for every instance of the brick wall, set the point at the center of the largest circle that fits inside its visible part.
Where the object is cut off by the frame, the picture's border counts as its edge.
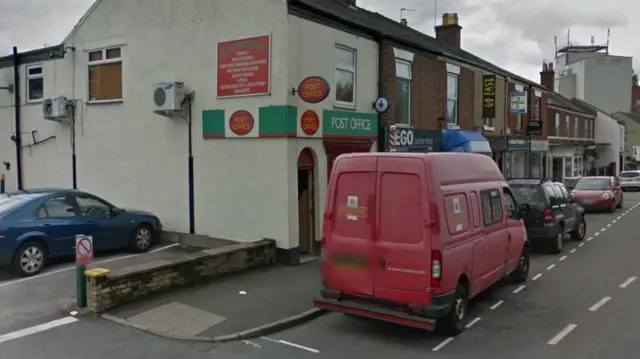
(107, 289)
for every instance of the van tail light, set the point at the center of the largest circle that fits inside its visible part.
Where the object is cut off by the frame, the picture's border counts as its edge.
(436, 269)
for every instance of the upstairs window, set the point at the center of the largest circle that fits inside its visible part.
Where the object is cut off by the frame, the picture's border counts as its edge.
(35, 83)
(105, 75)
(403, 92)
(345, 60)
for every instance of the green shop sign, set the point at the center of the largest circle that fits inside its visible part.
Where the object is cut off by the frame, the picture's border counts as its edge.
(345, 124)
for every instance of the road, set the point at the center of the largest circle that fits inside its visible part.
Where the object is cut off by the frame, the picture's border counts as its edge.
(580, 304)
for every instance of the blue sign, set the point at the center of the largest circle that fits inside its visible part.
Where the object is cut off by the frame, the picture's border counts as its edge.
(382, 104)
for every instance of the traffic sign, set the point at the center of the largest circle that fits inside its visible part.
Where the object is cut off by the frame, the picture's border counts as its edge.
(84, 250)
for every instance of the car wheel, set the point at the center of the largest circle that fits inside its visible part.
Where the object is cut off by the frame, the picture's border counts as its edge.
(580, 232)
(454, 322)
(29, 259)
(141, 239)
(557, 243)
(521, 273)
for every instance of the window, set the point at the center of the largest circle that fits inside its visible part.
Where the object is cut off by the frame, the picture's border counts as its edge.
(403, 92)
(90, 206)
(58, 207)
(345, 75)
(452, 98)
(35, 83)
(105, 75)
(491, 207)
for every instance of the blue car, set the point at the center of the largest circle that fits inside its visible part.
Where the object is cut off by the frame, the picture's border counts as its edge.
(40, 224)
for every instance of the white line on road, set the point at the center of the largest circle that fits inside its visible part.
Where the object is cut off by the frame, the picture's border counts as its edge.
(627, 282)
(443, 344)
(37, 329)
(471, 323)
(316, 351)
(600, 303)
(62, 270)
(563, 333)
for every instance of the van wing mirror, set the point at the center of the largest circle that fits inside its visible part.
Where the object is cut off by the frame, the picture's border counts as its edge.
(524, 210)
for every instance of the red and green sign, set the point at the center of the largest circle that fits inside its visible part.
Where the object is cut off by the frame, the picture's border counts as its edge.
(313, 89)
(244, 67)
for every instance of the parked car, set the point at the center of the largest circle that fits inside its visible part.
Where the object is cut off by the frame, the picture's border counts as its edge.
(554, 213)
(598, 193)
(37, 225)
(629, 180)
(409, 238)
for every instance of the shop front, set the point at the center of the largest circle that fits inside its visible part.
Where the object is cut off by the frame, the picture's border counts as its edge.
(409, 139)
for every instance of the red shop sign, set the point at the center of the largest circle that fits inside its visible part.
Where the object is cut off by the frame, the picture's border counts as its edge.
(244, 66)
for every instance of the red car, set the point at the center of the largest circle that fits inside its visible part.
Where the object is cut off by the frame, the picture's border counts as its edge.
(598, 193)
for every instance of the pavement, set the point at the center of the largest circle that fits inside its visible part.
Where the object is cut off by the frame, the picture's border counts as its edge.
(579, 304)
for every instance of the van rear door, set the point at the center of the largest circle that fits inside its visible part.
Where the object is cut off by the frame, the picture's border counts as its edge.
(349, 227)
(403, 242)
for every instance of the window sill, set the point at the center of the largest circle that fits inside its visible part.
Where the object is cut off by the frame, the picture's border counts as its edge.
(344, 106)
(104, 102)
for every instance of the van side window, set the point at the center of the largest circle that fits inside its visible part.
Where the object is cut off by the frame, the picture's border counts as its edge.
(491, 207)
(475, 209)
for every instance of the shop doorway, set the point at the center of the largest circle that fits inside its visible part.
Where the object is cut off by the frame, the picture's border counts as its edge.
(307, 244)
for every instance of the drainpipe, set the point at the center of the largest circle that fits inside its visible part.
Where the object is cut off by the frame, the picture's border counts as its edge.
(16, 95)
(381, 125)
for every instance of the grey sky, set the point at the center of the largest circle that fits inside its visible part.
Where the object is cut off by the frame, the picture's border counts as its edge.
(515, 34)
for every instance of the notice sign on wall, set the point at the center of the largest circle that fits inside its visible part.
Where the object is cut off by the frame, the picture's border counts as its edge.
(244, 67)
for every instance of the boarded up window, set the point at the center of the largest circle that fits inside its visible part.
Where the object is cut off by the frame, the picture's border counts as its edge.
(105, 75)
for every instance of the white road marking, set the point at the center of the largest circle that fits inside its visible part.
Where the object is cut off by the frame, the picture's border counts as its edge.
(471, 323)
(37, 329)
(627, 282)
(443, 344)
(495, 306)
(62, 270)
(600, 303)
(563, 333)
(316, 351)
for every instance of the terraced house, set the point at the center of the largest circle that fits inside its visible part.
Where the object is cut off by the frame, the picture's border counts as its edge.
(235, 139)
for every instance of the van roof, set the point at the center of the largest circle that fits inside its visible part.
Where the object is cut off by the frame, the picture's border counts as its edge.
(448, 167)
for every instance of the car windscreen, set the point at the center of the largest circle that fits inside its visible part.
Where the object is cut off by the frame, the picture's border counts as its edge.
(531, 194)
(629, 174)
(593, 184)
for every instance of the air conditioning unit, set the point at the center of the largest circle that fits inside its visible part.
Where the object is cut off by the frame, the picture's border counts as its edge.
(168, 97)
(55, 108)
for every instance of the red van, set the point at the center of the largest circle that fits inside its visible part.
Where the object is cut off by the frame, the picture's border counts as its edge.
(409, 238)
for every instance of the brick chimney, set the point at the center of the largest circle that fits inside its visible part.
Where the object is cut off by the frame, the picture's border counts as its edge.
(547, 75)
(449, 31)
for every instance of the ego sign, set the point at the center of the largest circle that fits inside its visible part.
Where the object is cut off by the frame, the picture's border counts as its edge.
(405, 138)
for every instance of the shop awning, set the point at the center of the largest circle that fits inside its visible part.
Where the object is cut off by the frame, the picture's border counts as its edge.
(464, 141)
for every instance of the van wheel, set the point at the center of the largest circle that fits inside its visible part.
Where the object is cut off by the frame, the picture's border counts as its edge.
(557, 243)
(580, 232)
(521, 273)
(453, 323)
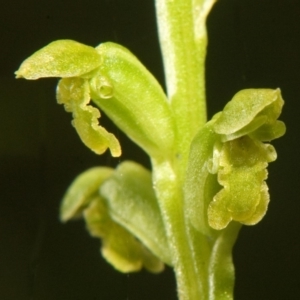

- **Exercise directions**: Using the material above, state how many lines include the string "blue". Answer with a single number.

- **Exercise response**: 2